WHAT THIS EXERCISE ASKS:
• A. Duplicate the stretch of the Gauss theorem thread that begins with the words containing "Yes it is to" and ends with "is singularity at the origin.".
• B. Express the rows from the line containing "task: segment the green tree" through the line containing "98L113 99L114 98L114", both included, as a JSON list of strings with one string per line and blank lines left out.

GIVEN PASSAGE:
------------

Let $V(r) = qe^{-\mu r}/r$
if R is any region containig the origin, show that:
$\int_{dR} \nabla V dS = \mu^2 \int_{R} Vd^3r - 4\pi q$
dr is the boundary of R
I applied Gauss theorem here, so that $\int_{dR} \nabla V dS = \int \Delta V d³r = \mu² \int_{R} Vd³r$
Now i can guess that the difference between my answer and the book answer is due the singularity at origin, but how to deal with this? In case like that i can't apply Gauss theorem?
Yes it is to do with the singularity at the origin. The way you have calculated the divergence of $\nabla V$, it will ignore the fact that there is singularity at the origin.

------------

AVAILABLE RECORDS:
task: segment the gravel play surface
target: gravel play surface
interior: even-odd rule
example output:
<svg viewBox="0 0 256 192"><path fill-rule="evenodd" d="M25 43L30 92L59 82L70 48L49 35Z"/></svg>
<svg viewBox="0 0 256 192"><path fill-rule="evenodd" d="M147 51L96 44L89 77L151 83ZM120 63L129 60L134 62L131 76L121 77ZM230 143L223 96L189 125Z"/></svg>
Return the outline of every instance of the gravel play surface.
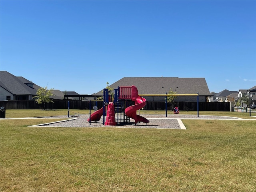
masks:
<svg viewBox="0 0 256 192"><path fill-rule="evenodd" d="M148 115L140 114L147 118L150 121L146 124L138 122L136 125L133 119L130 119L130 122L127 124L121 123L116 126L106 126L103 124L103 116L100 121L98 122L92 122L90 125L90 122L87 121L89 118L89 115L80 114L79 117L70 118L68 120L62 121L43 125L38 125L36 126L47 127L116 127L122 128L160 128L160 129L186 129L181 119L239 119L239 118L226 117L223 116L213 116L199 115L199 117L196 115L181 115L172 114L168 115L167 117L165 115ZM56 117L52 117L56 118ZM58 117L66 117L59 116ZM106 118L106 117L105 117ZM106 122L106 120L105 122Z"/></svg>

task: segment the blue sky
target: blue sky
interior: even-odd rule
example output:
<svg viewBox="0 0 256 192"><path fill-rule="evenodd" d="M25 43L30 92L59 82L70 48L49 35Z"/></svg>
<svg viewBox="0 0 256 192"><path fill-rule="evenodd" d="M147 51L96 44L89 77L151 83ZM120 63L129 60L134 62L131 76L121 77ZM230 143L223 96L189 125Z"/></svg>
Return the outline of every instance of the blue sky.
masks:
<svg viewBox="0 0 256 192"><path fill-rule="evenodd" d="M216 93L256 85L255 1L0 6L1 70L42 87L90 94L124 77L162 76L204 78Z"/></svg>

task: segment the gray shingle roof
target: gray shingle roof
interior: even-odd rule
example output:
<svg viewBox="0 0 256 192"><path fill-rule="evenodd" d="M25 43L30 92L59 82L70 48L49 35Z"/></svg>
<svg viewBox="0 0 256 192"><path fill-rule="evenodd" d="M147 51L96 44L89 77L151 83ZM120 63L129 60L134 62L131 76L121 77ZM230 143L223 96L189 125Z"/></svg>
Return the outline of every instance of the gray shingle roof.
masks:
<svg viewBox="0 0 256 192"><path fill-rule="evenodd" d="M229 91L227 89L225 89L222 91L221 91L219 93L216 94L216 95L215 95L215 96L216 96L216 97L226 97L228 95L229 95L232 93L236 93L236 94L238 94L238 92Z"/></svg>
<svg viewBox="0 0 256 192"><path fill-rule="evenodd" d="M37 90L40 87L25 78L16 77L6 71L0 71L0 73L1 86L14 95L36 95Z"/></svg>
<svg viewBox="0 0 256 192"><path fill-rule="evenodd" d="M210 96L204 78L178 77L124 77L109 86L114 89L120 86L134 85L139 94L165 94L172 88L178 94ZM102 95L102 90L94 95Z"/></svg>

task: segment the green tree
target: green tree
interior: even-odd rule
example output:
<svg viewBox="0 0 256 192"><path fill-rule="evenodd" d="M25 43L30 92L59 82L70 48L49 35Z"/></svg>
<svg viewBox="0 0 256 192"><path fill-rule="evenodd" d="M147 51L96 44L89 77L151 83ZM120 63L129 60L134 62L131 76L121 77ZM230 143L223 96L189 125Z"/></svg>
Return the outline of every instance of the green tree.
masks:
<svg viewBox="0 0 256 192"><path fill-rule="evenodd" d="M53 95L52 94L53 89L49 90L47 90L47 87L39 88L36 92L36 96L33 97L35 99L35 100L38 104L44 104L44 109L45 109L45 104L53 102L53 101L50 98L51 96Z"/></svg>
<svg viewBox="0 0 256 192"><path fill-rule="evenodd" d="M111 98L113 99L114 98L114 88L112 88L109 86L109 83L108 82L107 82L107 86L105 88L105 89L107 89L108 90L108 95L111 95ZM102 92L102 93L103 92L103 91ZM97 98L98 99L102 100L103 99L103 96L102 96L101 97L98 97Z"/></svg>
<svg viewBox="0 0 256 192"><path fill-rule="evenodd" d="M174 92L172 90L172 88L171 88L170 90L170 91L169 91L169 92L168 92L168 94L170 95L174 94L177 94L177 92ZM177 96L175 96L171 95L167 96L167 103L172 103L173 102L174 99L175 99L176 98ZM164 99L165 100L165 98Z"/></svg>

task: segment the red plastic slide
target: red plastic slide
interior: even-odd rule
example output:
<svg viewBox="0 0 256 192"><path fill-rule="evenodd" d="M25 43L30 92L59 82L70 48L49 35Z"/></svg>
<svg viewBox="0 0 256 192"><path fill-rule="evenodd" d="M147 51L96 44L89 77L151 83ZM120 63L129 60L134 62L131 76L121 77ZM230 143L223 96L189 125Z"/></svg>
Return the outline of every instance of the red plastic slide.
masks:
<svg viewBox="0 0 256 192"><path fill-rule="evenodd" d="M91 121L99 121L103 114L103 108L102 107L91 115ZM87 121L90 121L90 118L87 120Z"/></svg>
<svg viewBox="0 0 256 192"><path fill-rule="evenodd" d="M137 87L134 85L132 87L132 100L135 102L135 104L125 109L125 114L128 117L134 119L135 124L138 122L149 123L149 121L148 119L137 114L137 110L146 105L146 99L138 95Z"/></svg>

------------

IN RESPONSE:
• A.
Yes it is to do with the singularity at the origin. The way you have calculated the divergence of $\nabla V$, it will ignore the fact that there is singularity at the origin.

• B.
[
  "task: segment the green tree",
  "target: green tree",
  "interior: even-odd rule",
  "example output:",
  "<svg viewBox=\"0 0 256 192\"><path fill-rule=\"evenodd\" d=\"M25 43L30 92L59 82L70 48L49 35Z\"/></svg>",
  "<svg viewBox=\"0 0 256 192\"><path fill-rule=\"evenodd\" d=\"M147 51L96 44L89 77L151 83ZM120 63L129 60L134 62L131 76L121 77ZM230 143L223 96L189 125Z\"/></svg>",
  "Return the outline of every instance of the green tree.",
  "masks:",
  "<svg viewBox=\"0 0 256 192\"><path fill-rule=\"evenodd\" d=\"M53 95L52 94L53 89L49 90L47 90L47 87L39 88L36 92L36 96L33 97L35 99L35 100L38 104L44 104L44 109L45 109L45 104L53 102L53 101L50 98L51 96Z\"/></svg>",
  "<svg viewBox=\"0 0 256 192\"><path fill-rule=\"evenodd\" d=\"M111 98L113 99L114 98L114 88L112 88L109 86L109 83L108 82L107 82L107 86L105 88L105 89L107 89L108 90L108 95L111 95ZM102 92L102 93L103 92L103 91ZM97 98L98 99L102 100L103 99L103 96L102 96L101 97L98 97Z\"/></svg>"
]